The Pragmatic Programmer Part 4 - Practice Productive Paranoia
Pragmatic paranoia is not anxiety. It is the discipline of accepting that systems fail and making sure failure does not rot silently.
This is part 4 of an eight-part reading series on The Pragmatic Programmer. It covers Chapter 4 · Pragmatic Paranoia.
I use the same operating principle as my Korean notes: notes are storage, insight cards are currency.
L0 · Entry
- Core idea: Safe code does not deny failure; it lets failure speak.
- Why I picked this book: as AI writes more code, I want a clearer standard for what the developer still has to judge, explain, and verify.
- Initial assumption: I expected an older collection of programming advice. What remains is closer to an operating system for professional judgment.
- Scope: Design by Contract, Dead Programs Tell No Lies, Assertive Programming, When to Use Exceptions, How to Balance Resources
- Question: How can we build code that reveals failure early instead of pretending nothing went wrong?
L1 · Captures
- This chapter can be read through the question: How can we build code that reveals failure early instead of pretending nothing went wrong?
- Useful English terms:
design by contract·assertive programming·fail fast - I avoid long quotations here and use paraphrase because the source is a copyrighted book.
L2 · Chapter Map
| Scope | My label | Core question |
|---|---|---|
| Chapter 4 · Pragmatic Paranoia | Practice Productive Paranoia | How can we build code that reveals failure early instead of pretending nothing went wrong? |
Contracts make expectations between modules explicit. Hidden failure grows; visible failure can be narrowed. Assertions turn impossible assumptions into executable checks. Exceptions belong to genuinely exceptional flows. Resource management is the discipline of releasing what we acquire.
L3 · Insight Cards
1. A contract is executable expectation, not documentation
When a function states what it expects and guarantees, both humans and agents get clearer boundaries for change.
2. Failing fast is not unkind to users
Silent data corruption and late explosions are more hostile. A system that stops early is a system that can be repaired.
3. Resource leaks resemble attention leaks
A file opened and never closed resembles a task started and never concluded. Both consume memory.
L4 · Production Board
- Write preconditions and postconditions for one important function.
- Replace one catch-all exception path with a narrower error boundary.
- Test one acquire-and-release resource pattern.
Prompt template
1 | Review the following software task through The Pragmatic Programmer lens. |
L5 · Review
This chapter connects to Clean Code, Refactoring, and my current LLM Wiki experiment. The durable question is not which tool is fashionable, but how a developer chooses, changes, verifies, and communicates work.
- Open question: when AI generates more of the code, where does pragmatic responsibility move?
- Final takeaway: Safe code does not deny failure; it lets failure speak.

-----

## TO DO
(1) Name every topic on the Scope line of the reading notes.
(2) Write out the reading notes, starting with the words "The Pragmatic Programmer Part" and ending after "for professional judgment.".
These entries come from a different source than the reading notes.

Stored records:
-----

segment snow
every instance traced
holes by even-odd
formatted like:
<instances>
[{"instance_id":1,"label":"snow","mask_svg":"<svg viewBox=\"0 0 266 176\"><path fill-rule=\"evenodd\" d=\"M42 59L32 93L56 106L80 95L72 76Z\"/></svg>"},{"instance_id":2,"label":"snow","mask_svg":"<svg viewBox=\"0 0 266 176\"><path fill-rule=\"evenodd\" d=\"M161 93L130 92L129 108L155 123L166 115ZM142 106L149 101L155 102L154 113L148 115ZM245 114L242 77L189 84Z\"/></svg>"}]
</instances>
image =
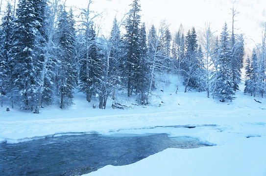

-----

## RESULTS OF THE TASKS
(1)
Design by Contract
Dead Programs Tell No Lies
Assertive Programming
When to Use Exceptions
How to Balance Resources

(2)
The Pragmatic Programmer Part 4 - Practice Productive Paranoia
Pragmatic paranoia is not anxiety. It is the discipline of accepting that systems fail and making sure failure does not rot silently.
This is part 4 of an eight-part reading series on The Pragmatic Programmer. It covers Chapter 4 · Pragmatic Paranoia.
I use the same operating principle as my Korean notes: notes are storage, insight cards are currency.
L0 · Entry
- Core idea: Safe code does not deny failure; it lets failure speak.
- Why I picked this book: as AI writes more code, I want a clearer standard for what the developer still has to judge, explain, and verify.
- Initial assumption: I expected an older collection of programming advice. What remains is closer to an operating system for professional judgment.